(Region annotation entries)
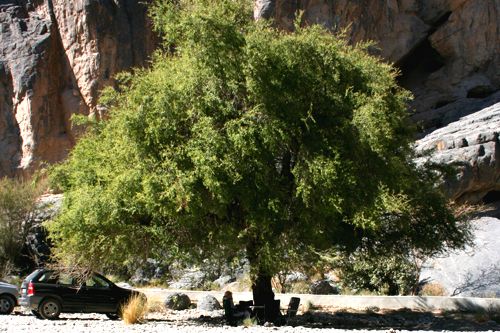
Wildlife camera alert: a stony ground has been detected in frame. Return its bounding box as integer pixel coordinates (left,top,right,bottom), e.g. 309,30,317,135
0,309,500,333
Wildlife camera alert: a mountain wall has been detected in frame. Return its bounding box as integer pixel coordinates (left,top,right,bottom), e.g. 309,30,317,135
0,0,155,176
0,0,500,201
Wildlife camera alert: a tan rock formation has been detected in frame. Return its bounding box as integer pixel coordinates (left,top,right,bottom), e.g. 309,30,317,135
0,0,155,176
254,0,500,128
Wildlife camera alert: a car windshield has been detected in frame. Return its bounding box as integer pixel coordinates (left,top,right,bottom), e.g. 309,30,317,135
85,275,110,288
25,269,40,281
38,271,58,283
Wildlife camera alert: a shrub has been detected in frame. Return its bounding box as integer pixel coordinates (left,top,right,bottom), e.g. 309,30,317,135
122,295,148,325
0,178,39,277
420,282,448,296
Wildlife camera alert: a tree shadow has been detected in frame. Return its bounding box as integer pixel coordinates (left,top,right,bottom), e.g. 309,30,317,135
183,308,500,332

...

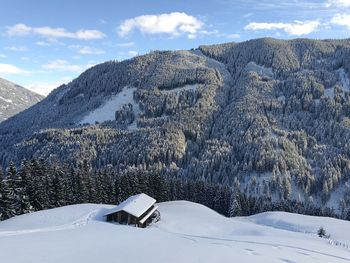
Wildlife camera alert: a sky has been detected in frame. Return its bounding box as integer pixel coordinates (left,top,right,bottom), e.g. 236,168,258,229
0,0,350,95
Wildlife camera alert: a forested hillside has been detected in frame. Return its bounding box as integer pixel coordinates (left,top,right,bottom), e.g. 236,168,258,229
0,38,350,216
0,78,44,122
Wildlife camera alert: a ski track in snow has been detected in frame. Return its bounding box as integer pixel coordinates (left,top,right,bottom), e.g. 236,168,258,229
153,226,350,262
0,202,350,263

---

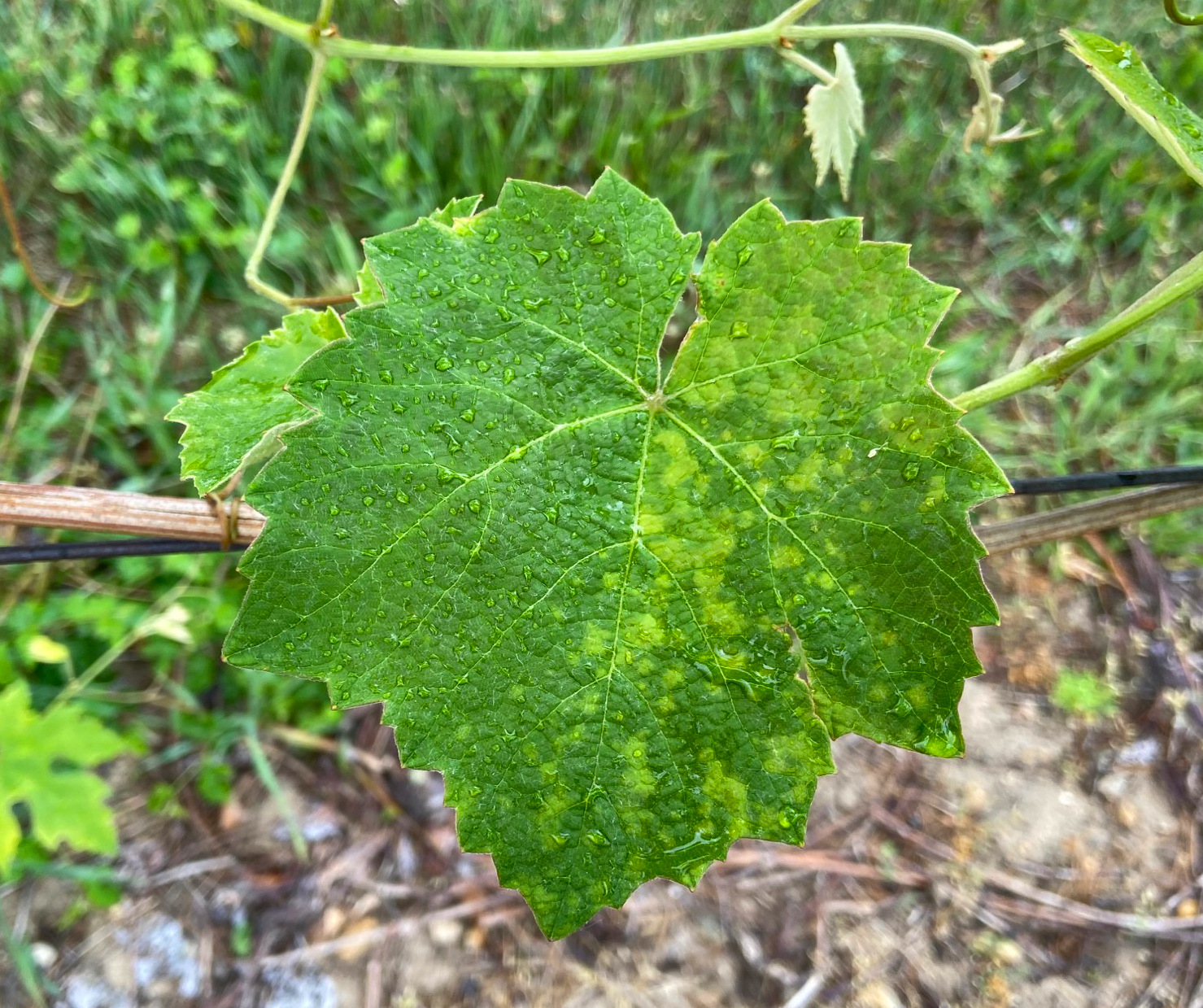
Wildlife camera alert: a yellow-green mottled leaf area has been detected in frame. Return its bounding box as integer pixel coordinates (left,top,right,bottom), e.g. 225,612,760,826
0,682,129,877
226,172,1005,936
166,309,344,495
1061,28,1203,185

DIRECTIONS: Retype, without any change, the lines starting with the one that contains "Wildlife camera alert: a tree" and continuing through the one that contains "183,308,500,332", including both of those lines.

COMPLETED TASK:
Wildlife camera alert: a tree shadow has been detected in frame. Return its bounding box as integer pixel coordinates (left,top,right,bottom), e.g. 309,30,317,135
183,308,500,332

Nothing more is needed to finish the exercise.